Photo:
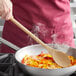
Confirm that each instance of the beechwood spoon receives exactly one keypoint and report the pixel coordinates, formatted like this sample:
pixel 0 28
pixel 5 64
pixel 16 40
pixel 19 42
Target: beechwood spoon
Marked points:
pixel 59 57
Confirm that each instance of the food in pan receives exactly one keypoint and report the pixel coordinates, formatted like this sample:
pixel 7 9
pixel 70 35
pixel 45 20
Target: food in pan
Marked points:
pixel 44 61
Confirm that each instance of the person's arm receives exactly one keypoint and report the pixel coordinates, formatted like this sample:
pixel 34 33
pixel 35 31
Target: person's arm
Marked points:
pixel 5 9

++++++++

• _Exercise goal_: Please quote the whole listing above word for word, leaving out the pictures.

• _Exercise response_:
Photo:
Confirm that each instance of the beechwood spoon receives exactly one keypoint and report the pixel coordinates, formatted like this sample:
pixel 0 28
pixel 5 64
pixel 16 40
pixel 19 42
Target: beechwood spoon
Marked points:
pixel 59 57
Confirm that each instance of the food in pan receives exactly one keypoint and report the pixel coordinates, formatted like this sample:
pixel 7 9
pixel 70 35
pixel 45 20
Target: food in pan
Marked points:
pixel 44 61
Confirm that each instance of the person's arm receives exactly one keypoint and report the pixel coordinates, formatted like this sample:
pixel 34 33
pixel 35 31
Target: person's arm
Marked points:
pixel 5 9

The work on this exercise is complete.